§ **Data provided**:

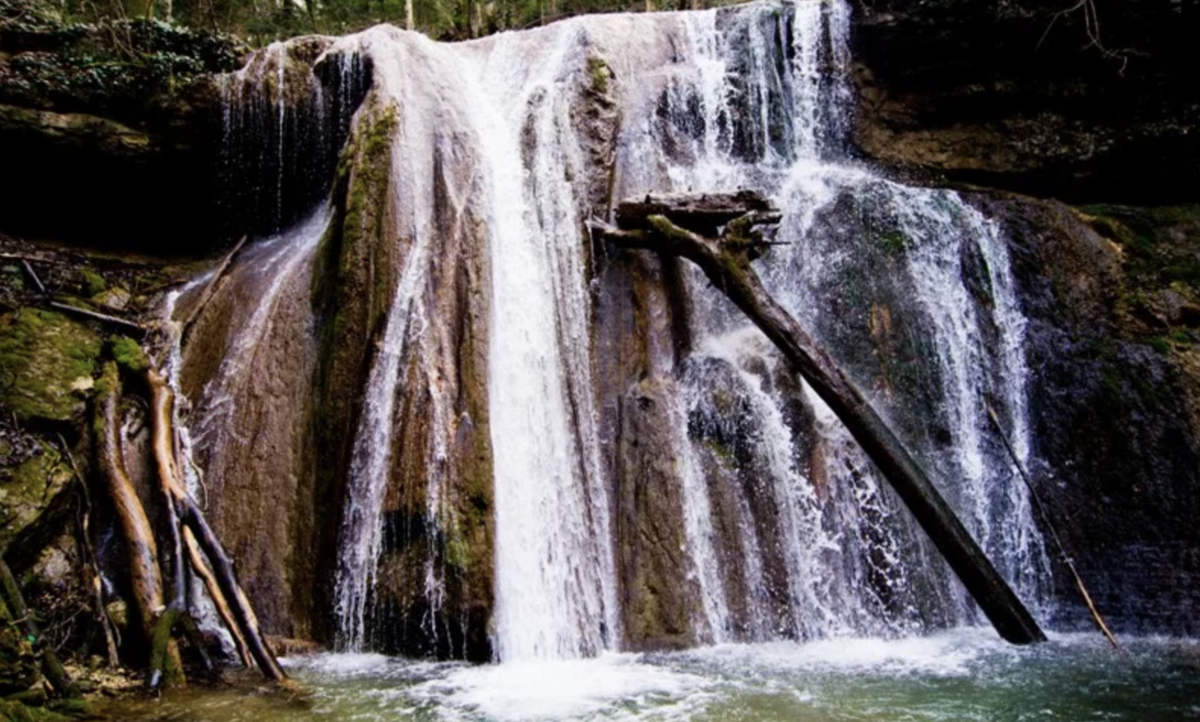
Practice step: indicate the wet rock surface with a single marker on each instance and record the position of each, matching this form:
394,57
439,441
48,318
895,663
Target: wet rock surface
1114,399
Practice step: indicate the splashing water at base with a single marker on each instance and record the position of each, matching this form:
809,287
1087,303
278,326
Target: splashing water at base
964,674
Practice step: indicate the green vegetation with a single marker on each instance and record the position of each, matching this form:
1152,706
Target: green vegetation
264,22
93,282
46,362
129,354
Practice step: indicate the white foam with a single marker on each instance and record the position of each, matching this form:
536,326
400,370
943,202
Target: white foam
612,686
947,654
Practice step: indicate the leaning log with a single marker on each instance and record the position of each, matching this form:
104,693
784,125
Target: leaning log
697,212
232,600
727,266
142,552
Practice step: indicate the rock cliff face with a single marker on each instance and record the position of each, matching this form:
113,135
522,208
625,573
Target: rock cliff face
343,380
1029,96
1115,387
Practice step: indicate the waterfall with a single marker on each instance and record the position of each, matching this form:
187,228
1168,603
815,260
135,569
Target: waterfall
853,563
475,482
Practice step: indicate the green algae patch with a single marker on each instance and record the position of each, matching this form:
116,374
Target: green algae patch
28,489
47,362
129,354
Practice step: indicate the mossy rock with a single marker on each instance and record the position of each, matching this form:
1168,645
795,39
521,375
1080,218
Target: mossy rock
28,489
47,362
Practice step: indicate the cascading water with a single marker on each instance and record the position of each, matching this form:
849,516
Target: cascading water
475,481
849,573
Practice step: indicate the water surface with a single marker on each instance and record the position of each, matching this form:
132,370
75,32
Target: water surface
961,675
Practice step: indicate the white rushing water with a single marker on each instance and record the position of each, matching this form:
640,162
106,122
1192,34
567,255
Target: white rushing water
910,288
855,563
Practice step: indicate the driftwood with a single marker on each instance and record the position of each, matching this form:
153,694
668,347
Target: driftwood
210,289
99,317
1054,534
142,553
697,212
646,224
232,600
90,565
201,567
33,276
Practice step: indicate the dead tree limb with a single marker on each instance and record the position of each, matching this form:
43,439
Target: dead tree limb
201,567
142,553
209,289
90,566
1054,533
100,317
727,268
221,566
33,276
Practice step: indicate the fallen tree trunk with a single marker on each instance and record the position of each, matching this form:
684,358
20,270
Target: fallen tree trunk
232,599
142,553
727,266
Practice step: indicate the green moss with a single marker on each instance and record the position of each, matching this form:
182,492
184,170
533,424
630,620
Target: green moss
42,355
600,74
28,489
129,354
93,282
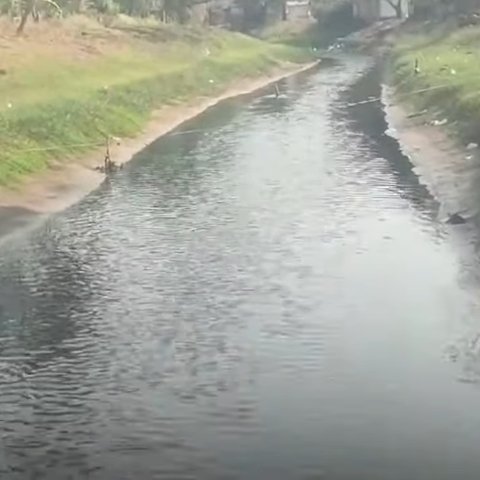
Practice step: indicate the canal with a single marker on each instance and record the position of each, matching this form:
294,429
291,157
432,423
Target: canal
271,296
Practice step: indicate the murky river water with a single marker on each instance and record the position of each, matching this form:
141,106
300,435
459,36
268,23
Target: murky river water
273,298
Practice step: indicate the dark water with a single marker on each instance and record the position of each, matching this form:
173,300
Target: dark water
273,298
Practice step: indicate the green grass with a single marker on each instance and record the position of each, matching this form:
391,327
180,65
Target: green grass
449,59
52,103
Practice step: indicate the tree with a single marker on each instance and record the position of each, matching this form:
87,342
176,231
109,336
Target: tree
397,6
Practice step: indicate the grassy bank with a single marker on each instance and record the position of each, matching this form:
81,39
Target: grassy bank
448,59
68,85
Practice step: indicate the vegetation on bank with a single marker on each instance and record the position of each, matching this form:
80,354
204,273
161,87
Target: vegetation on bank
448,62
66,87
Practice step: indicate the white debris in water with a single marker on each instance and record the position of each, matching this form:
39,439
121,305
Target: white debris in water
439,123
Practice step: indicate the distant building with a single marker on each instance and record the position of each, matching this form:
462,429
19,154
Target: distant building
298,9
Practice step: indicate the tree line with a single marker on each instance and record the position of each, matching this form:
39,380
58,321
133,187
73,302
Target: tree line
180,10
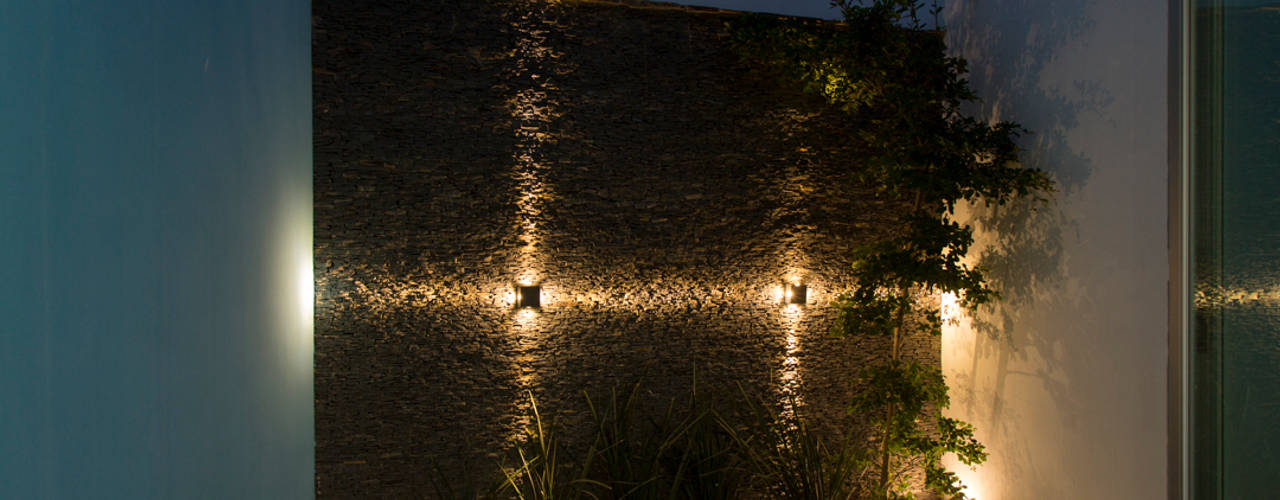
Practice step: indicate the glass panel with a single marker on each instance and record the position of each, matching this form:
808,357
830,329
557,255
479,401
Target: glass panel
1235,348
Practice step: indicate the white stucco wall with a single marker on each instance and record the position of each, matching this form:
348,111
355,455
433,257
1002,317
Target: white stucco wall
1066,381
155,250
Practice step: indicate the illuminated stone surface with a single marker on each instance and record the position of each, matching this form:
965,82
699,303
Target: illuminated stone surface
621,157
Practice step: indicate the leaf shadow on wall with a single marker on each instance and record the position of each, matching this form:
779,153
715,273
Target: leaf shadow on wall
1022,243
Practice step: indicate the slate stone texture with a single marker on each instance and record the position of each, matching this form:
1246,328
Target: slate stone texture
620,156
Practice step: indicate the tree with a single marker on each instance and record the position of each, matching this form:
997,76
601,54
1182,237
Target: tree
892,76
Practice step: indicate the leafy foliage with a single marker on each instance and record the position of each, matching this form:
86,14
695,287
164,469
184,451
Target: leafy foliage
890,74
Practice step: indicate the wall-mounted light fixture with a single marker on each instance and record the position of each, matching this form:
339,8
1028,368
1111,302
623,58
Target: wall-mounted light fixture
795,293
529,297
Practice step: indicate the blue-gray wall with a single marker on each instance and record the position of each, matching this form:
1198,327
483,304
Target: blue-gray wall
155,250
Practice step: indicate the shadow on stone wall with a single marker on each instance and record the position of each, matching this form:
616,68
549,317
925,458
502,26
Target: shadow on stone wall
617,155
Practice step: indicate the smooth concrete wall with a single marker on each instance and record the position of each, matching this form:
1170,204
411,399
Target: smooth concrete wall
1066,380
155,250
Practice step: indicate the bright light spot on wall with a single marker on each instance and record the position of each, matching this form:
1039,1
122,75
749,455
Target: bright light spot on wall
949,308
529,297
796,294
970,478
305,283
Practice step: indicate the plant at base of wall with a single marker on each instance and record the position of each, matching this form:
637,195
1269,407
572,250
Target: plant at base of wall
892,77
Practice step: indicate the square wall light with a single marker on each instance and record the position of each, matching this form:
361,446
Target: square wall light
795,294
529,296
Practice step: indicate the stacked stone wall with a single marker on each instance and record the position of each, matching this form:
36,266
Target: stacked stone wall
620,156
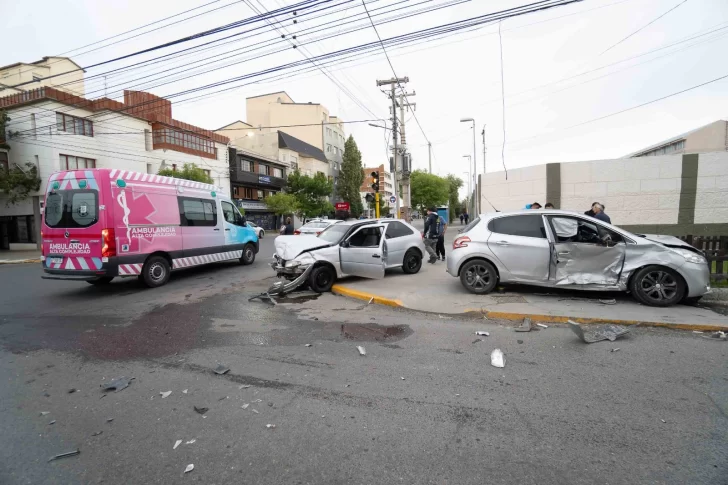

§ **What to work on**: Each record is to be copied word for word, with no images carried over.

§ **Answer box**:
Practice step: indicate the wet rock surface with a single marker on each instance and record the position of each, matching this form:
394,57
439,441
48,318
895,663
Target: wet rock surface
1114,399
Practice step: indicate the splashing water at base with a single marker on each instance and record the position of each, matching this form:
809,287
1087,303
278,326
Target: splashing water at base
964,674
Practice step: indicate the green vegetation with a single marker on each instance and record the position of each, matching this form:
1152,706
Target: green vegetation
264,22
93,282
46,362
129,354
Practice step: indicate the white foam with a single marker on each instance and record the position of each, matching this form:
536,326
400,370
943,202
Target: white foam
612,686
947,654
Practice step: indicate the leaning log with a single marker on each instance and record the position of each, matching this form:
104,693
784,125
Target: leaning log
697,212
232,600
727,266
142,552
Practice step: indicate the rock cliff face with a single marker on each instance and record the position of each, matching this form:
113,135
522,208
625,573
Target: rock cliff face
343,380
1029,96
1115,387
Practice step: indicate the waterfall with a single marker on each instance and record the position of each, matching this form:
187,228
1168,603
815,260
135,569
Target: waterfall
853,563
475,482
Practice step: indicate the green algae patch with a single marker on each instance and record the position of each, matching this form:
116,374
Target: green algae patch
28,489
47,362
129,354
Practice step: indicate the mossy rock with a single marker on each instance and record the position of each, matching this form:
1168,645
795,39
521,375
1080,218
Target: mossy rock
28,489
47,362
Practice step: indicate the cascading water with a single marker on each instance and record the position of each, matching this form:
849,516
Target: cascading water
475,481
849,573
Practice step: indicate the water surface with a single marker on each instance and record the position of each, matching this form:
132,370
75,32
Target: water surface
961,675
Practice step: indicate the white rushing water with a single marker on each instance and record the position of each, matching this form:
640,162
106,122
1192,34
567,255
Target: white rushing water
910,288
855,563
Practice step: indicate the driftwood with a single marker on each instance and record the position of each, matching this form:
153,694
668,347
Target: driftwood
210,289
99,317
1054,534
142,553
697,212
646,224
232,600
90,565
201,567
33,276
Practice step: indicate the dead tree limb with a single marker on each instance and record the position of each, matching this form:
43,439
Target: dead tree limb
201,567
142,553
209,289
90,566
1054,533
100,317
727,268
221,566
33,276
Practice step: indicate the fallen tree trunk with a single marker on each instance and record the position of each, matching this form:
684,358
20,270
Target: fallen tree trunk
232,599
142,553
727,266
Practice step: indicate the green moss with a single marker on each instance and record the position of each, matching this form:
182,492
184,170
533,424
630,620
Target: green moss
42,355
600,74
28,489
129,354
93,282
Practice step: indicate the canal with a single marker on each instance and record the position of each, matching this form:
294,429
291,157
432,423
Target: canal
271,296
Practice step: indicate the murky river water with a single marker on each instance and record the position of each, matching this form:
141,106
300,435
459,36
268,23
Target: murky river water
273,298
Practice step: indicate the dark water with a single marker on each instance and record the position of each, matching this form:
173,300
Target: dark water
273,298
Practice step: indicate the green grass with a single marker on each instance and record the position of each, matching this form:
391,327
180,65
Target: green grass
449,59
52,103
Practice step: indicate the tree with a single marker on each instance and record the position of each, matching this form:
87,342
176,231
109,336
Target: tree
397,6
Practice step: indicate the grassy bank with a single marker on each instance and record the position of each, matching this form:
81,39
Target: grassy bank
448,59
68,85
Practice step: indicate the vegetation on bank with a single marker on each instance and record the position of each, matching this form:
80,354
204,273
161,87
Target: vegetation on bank
448,62
66,87
Practice step: indicate the white debris in water with a single marker on each instance and record the position of each, matching this form:
39,439
121,305
Target: white debris in water
439,123
Practice step: indicate the distant building with a single marker on each instance and record the position of each, matching this form:
462,429
19,154
Target: distant building
298,9
Practice step: indicate the tree line with a single marker on each instance and record the position of each, matching this form:
39,380
58,321
133,187
73,302
Target: tree line
180,10
Practice step: indicate the glass panel with a single marker on each instance and record the position of each, matching this form:
808,357
830,329
557,255
479,401
Target: glass panel
1235,348
Practice step: indicate the white stucco wall with a single marker on each instance and record the position of each, matching this form:
348,111
355,455
433,257
1002,317
Target: white stucco wall
1066,381
155,250
Practice step: indicate the illuminated stone surface with a single marker on each instance and record the position of each, matching this form:
965,82
699,303
Target: illuminated stone surface
621,157
Practice step: indicate the leaf shadow on wall with a single marker on each instance and record the position of each, matching this form:
779,153
715,273
Target: leaf shadow on wall
1022,243
Practice step: indicate the slate stone texture with a single marker on each instance and record the position of each, matching this form:
1246,328
Target: slate stone texture
620,156
Practice step: indicate the tree with a single marker on each instance and record the position of each, matching this form:
997,76
601,54
1182,237
Target: tree
892,76
Practice step: indicate the leafy foliage with a single marker on each instance and record the position of each, matching this form:
86,14
695,287
164,469
184,451
Target: leafy foliage
890,74
Practice step: indicate the wall-mounted light fixture with a single marker on each instance and record the position of each, matching this form:
339,8
1028,368
1111,302
623,58
Target: wall-mounted light fixture
795,293
529,297
Practice step: indicate the blue-gray wall with a single marker on each instance and record the position of each, matching this form:
1198,327
483,304
Target: blue-gray wall
155,250
Practice step: indicate the shadow on stone wall with a single marker on each instance and record the position of each, matching this form:
616,68
549,317
925,458
502,26
Target: shadow on stone wall
617,155
Practice step: indicate the smooth concrete wall with a single marker on each instance and record the position of each, matching this form:
1170,204
411,399
Target: smooth concrete wall
1066,380
155,250
Practice step: indicate the bright light spot on wall with a single marker on each instance and record the position of each, matching this form:
1039,1
122,75
749,455
Target: bright light spot on wall
949,308
529,297
796,294
970,478
305,283
Practice step: indicate the plant at base of wall with a single marker on each instance and record the position of each, matching this form:
637,195
1269,407
572,250
Target: plant at base of wall
892,77
Practice step: indicate the square wall light with a single marker on each instance and record the position of each, matching this form:
361,446
Target: square wall light
795,294
529,296
Practice step: indicate the stacked stone wall with a single marker on each instance and record the position of each, matching this form:
36,266
Target: stacked stone wall
620,156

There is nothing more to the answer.